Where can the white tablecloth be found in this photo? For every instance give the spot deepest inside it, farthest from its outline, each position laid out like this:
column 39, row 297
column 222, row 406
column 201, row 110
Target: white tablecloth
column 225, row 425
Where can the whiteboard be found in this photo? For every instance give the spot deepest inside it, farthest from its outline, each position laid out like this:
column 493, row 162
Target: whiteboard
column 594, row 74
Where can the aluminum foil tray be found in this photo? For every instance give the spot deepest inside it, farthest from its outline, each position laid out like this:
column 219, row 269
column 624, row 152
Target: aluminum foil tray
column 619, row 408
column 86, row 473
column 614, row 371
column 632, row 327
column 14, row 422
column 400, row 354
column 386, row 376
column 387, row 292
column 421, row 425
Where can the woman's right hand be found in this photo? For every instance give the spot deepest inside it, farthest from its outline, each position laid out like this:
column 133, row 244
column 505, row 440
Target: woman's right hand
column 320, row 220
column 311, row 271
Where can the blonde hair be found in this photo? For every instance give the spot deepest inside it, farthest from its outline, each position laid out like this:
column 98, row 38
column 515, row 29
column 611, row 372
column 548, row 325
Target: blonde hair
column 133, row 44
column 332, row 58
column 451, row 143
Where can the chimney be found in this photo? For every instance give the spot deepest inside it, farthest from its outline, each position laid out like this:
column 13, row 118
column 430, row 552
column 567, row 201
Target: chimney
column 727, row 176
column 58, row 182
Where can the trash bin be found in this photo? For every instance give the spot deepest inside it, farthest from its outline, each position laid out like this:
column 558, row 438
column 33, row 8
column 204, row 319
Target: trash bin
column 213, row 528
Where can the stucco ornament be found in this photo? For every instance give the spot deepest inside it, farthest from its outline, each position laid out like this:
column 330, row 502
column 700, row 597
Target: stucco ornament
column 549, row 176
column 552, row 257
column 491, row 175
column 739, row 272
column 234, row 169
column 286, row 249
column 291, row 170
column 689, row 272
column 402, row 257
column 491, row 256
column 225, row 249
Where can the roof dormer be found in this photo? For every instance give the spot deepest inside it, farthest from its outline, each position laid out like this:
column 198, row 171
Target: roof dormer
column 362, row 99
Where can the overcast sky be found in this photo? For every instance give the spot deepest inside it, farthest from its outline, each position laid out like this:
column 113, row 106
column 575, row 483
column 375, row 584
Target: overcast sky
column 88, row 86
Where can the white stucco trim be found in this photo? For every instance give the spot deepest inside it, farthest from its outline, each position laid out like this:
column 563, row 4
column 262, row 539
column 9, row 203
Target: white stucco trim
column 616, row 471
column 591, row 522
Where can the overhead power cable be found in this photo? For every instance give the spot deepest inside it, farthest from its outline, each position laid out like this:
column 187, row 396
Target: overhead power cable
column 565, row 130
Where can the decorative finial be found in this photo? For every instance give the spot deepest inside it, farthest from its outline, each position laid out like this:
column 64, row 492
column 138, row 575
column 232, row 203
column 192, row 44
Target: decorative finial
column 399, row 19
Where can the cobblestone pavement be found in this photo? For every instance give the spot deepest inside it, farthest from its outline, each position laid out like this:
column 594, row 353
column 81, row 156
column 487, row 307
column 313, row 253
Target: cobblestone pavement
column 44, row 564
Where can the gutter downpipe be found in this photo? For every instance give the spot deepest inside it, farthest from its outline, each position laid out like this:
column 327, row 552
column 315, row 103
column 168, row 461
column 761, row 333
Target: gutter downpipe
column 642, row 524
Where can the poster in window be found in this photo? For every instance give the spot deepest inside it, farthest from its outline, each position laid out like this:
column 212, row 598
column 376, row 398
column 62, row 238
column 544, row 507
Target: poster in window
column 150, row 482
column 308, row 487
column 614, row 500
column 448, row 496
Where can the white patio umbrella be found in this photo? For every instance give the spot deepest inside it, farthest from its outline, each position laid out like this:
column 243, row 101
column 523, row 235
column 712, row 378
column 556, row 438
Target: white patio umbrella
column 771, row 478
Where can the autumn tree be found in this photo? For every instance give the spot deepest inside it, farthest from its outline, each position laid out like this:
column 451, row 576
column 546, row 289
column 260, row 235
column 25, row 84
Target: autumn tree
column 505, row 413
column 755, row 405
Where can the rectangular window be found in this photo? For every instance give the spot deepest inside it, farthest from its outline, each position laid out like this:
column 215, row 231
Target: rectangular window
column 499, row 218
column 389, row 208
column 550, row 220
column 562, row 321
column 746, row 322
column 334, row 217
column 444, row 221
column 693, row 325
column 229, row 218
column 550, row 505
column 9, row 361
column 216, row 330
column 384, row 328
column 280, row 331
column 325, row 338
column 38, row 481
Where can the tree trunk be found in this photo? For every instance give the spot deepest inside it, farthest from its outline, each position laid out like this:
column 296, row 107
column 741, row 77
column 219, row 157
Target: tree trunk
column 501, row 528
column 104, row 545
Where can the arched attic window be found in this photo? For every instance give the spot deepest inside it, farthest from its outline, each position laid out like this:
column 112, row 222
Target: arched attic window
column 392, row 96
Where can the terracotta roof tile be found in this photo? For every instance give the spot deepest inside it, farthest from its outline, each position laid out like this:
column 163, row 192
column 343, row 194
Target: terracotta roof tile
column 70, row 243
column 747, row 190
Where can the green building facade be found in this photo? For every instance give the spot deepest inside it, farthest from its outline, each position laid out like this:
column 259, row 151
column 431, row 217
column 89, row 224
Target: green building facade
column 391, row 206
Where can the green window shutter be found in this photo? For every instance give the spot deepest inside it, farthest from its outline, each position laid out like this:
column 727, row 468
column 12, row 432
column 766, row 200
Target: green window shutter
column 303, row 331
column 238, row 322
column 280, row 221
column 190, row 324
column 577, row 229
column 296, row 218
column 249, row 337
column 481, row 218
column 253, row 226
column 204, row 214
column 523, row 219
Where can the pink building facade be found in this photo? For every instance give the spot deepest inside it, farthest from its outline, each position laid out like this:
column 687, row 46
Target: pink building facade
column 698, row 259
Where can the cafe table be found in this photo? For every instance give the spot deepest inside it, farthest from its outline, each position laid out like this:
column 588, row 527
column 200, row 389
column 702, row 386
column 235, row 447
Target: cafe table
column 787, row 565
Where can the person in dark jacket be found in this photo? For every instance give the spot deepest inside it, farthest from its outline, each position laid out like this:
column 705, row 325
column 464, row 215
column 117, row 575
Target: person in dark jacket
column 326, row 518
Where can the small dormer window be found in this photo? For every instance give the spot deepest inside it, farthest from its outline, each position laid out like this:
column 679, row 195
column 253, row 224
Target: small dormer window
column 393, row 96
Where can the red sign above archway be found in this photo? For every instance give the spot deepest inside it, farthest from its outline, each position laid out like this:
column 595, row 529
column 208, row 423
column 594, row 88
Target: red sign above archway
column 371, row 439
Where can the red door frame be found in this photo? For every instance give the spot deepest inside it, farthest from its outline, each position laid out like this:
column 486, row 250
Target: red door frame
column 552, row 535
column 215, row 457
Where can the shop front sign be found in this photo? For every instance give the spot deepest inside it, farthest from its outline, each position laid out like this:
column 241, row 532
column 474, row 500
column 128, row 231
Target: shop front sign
================
■ **WHAT IS REQUIRED**
Reproduce every entry above word for word, with no changes.

■ **RESPONSE TO THE EXERCISE**
Where can the white tablecloth be found in this photo? For every instance give the spot deepest inside it, farthest from its outline, each position laid out like this:
column 39, row 297
column 222, row 406
column 201, row 110
Target: white tablecloth
column 225, row 425
Where can the whiteboard be found in this photo? For every instance give the spot deepest inside it, farthest from its outline, each position laid out like this:
column 493, row 162
Target: whiteboard
column 594, row 74
Where can the aluminum foil tray be found in this photo? For every instance give the spot deepest inside it, farthest from its outline, each position laid out like this:
column 219, row 269
column 624, row 152
Target: aluminum foil tray
column 619, row 408
column 86, row 473
column 614, row 371
column 632, row 327
column 14, row 422
column 400, row 354
column 386, row 376
column 387, row 292
column 421, row 425
Where can the woman's right hand be found in this photo? For every instance give the spot deepest inside it, farthest from its outline, each position laid out like this:
column 133, row 244
column 505, row 440
Target: woman's right hand
column 320, row 220
column 311, row 271
Where can the blonde hair be found in this photo? For every instance give the spot deepest inside it, farthest from its outline, each position laid out like this:
column 98, row 38
column 515, row 29
column 611, row 372
column 548, row 325
Target: blonde hair
column 133, row 44
column 332, row 58
column 451, row 143
Where can the chimney be found in this photo? For every instance give the spot deepest inside it, farthest from its outline, each position laid out like this:
column 13, row 118
column 430, row 552
column 567, row 201
Target: chimney
column 727, row 176
column 58, row 182
Where can the trash bin be found in this photo? For every instance give the spot deepest inside it, farthest from its outline, each position laid out like this:
column 558, row 438
column 33, row 8
column 204, row 319
Target: trash bin
column 213, row 528
Where can the stucco ornament be found in this photo? For every instance give the spot deepest inside it, farthest from its outline, each position laid out like this:
column 330, row 502
column 700, row 597
Target: stucco ornament
column 549, row 176
column 552, row 257
column 491, row 175
column 739, row 272
column 234, row 169
column 286, row 249
column 291, row 170
column 689, row 272
column 402, row 257
column 491, row 256
column 225, row 249
Where can the roof dormer be found in this photo? For every instance give the spot deepest inside it, farthest from its outline, each position laid out like this:
column 198, row 171
Target: roof dormer
column 362, row 99
Where can the overcast sky be found in this photo? For every instance give the spot deepest inside it, farthest from its outline, each position laid out like this:
column 113, row 106
column 575, row 483
column 375, row 584
Target: overcast sky
column 88, row 86
Where can the white stucco trim be found in this photo? For every instance give the spot deepest inside it, farthest from its outline, each position laid out like this:
column 563, row 4
column 262, row 539
column 9, row 203
Target: white stucco trim
column 616, row 471
column 591, row 522
Where can the overhead power cable be found in this photo? For every instance give the spot deepest inside it, farthest from its outline, each position laid out like this:
column 187, row 396
Target: overhead power cable
column 565, row 130
Where can the decorative finial be found in this photo? For every instance give the spot deepest inside it, farthest from its outline, each position laid out like this:
column 64, row 492
column 138, row 575
column 232, row 203
column 192, row 44
Target: decorative finial
column 399, row 19
Where can the cobblestone pavement be found in this photo? For every instance give the spot deepest inside it, farthest from its outline, each position laid out like this:
column 594, row 353
column 81, row 156
column 487, row 307
column 313, row 253
Target: cobblestone pavement
column 44, row 564
Where can the gutter downpipe be found in this photo? For every instance give the spot deepest inside it, farthest from its outline, each position laid out like this:
column 327, row 552
column 315, row 103
column 168, row 461
column 761, row 333
Target: gutter downpipe
column 642, row 524
Where can the poster in window be found in this photo? For every instance give the spot deepest inside it, farthest from its outline, each position laid out like this:
column 212, row 598
column 376, row 398
column 62, row 238
column 544, row 507
Target: poster in window
column 150, row 482
column 308, row 487
column 614, row 500
column 448, row 496
Where can the white patio umbrella be found in this photo? For every instance give the spot deepest inside it, farthest from its outline, each position laid out like this:
column 243, row 101
column 523, row 235
column 712, row 378
column 556, row 438
Target: white patio umbrella
column 771, row 478
Where can the autumn tree be found in this photo? For every instance give the spot deepest inside it, farthest from its outline, each position laid out like this:
column 451, row 576
column 546, row 289
column 260, row 235
column 25, row 84
Target: autumn tree
column 505, row 413
column 755, row 405
Where can the rectangular window be found in this photo? For every instance give the spot deepest inside it, farthest from its outline, each position laid out like this:
column 215, row 231
Target: rectangular window
column 499, row 218
column 389, row 208
column 550, row 220
column 562, row 321
column 746, row 322
column 334, row 217
column 444, row 221
column 693, row 325
column 229, row 218
column 550, row 505
column 9, row 361
column 216, row 330
column 384, row 328
column 280, row 331
column 325, row 338
column 38, row 481
Where can the tree trunk be found in this photo? For every instance give the spot deepest inside it, farthest from its outline, each position laid out like this:
column 296, row 107
column 741, row 77
column 219, row 157
Target: tree trunk
column 501, row 528
column 104, row 545
Where can the arched attic window be found in this photo? For every instance give the spot deepest inside it, farthest from its outline, each position laid out like this:
column 112, row 222
Target: arched attic window
column 392, row 96
Where can the terracotta roof tile be found in this photo? For every instance give the spot deepest inside it, farthest from its outline, each position laid out like this:
column 163, row 192
column 343, row 194
Target: terracotta roof tile
column 70, row 243
column 747, row 190
Where can the green building facade be found in this photo? For every instance give the spot deepest inside it, farthest from its outline, each position laid out like this:
column 259, row 151
column 431, row 217
column 89, row 224
Target: green building facade
column 391, row 206
Where can the green window shutter be found in this photo? For every instance give the spot deepest inside it, farthest from its outline, each position laid out like this:
column 727, row 468
column 12, row 432
column 766, row 200
Target: green window shutter
column 303, row 331
column 238, row 322
column 280, row 221
column 190, row 324
column 577, row 229
column 296, row 218
column 249, row 337
column 481, row 218
column 253, row 226
column 204, row 214
column 523, row 219
Where can the pink building facade be found in this photo? For every instance give the spot deepest inside it, farthest from its outline, each position laid out like this:
column 687, row 46
Target: pink building facade
column 698, row 259
Where can the cafe table be found in this photo? For every instance give the spot deepest inside it, farthest from its outline, each position laid out like this:
column 588, row 527
column 200, row 389
column 702, row 386
column 235, row 447
Target: cafe table
column 787, row 565
Where can the person in dark jacket be found in this photo? For every instance give the spot deepest inside it, farthest from its outline, each position laid out like this:
column 705, row 325
column 464, row 215
column 117, row 575
Target: person in dark jacket
column 326, row 518
Where can the small dormer window be found in this photo? For every instance give the spot deepest inside it, farthest from its outline, each position laid out like this:
column 679, row 195
column 253, row 224
Target: small dormer window
column 393, row 96
Where can the red sign above archway be found in this photo? For every instance give the spot deepest inside it, farthest from its outline, each position laid out like this:
column 595, row 529
column 208, row 423
column 594, row 88
Target: red sign above archway
column 371, row 439
Where can the red door frame be found in this photo? For every instance give the spot deepest inside it, farthest from its outline, each position laid out like this:
column 486, row 250
Target: red door frame
column 552, row 535
column 215, row 457
Where can the shop front sign be found in this photo? For every instance give the spot deepest inside it, farthest from its outline, each position laid out like this:
column 241, row 532
column 474, row 500
column 128, row 231
Target: shop front sign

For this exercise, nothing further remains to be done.